[Named-object pointing records]

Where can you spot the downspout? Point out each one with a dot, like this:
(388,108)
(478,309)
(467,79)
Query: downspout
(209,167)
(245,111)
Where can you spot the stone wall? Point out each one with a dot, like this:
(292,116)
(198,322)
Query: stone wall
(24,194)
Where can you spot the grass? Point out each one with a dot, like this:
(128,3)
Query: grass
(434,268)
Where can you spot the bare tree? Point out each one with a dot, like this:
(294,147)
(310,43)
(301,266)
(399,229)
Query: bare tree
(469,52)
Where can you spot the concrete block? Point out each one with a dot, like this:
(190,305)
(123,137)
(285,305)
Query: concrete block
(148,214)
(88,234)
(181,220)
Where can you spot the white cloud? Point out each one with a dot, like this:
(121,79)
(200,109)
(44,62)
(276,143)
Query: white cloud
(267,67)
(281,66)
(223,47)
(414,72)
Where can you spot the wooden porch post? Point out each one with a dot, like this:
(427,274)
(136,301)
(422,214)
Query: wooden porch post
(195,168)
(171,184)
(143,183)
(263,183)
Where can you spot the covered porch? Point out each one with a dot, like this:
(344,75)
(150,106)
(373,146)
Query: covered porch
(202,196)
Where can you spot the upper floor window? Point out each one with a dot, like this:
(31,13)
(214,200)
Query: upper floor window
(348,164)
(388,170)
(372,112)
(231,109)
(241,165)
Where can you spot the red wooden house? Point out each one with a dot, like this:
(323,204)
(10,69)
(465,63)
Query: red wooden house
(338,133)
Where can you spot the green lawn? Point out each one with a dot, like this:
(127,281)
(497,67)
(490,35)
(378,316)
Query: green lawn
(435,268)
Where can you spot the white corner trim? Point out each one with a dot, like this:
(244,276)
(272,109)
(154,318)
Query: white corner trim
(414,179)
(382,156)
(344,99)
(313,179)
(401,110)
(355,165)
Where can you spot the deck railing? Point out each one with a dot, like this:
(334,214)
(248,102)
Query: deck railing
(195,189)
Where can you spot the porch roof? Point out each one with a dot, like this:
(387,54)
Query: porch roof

• _Directions for this task_: Starting at the line that contains "Where can you spot the deck" and ending at the last line of the rows, write out all of those lines again, requests included. Add -34 to every number in the answer coordinates.

• _Response_:
Where can you spot the deck railing? Point out each one with a dot, like this:
(334,214)
(248,102)
Query: deck railing
(161,155)
Where can you spot the porch roof? Point out each one with a dot, like this:
(387,54)
Query: porch roof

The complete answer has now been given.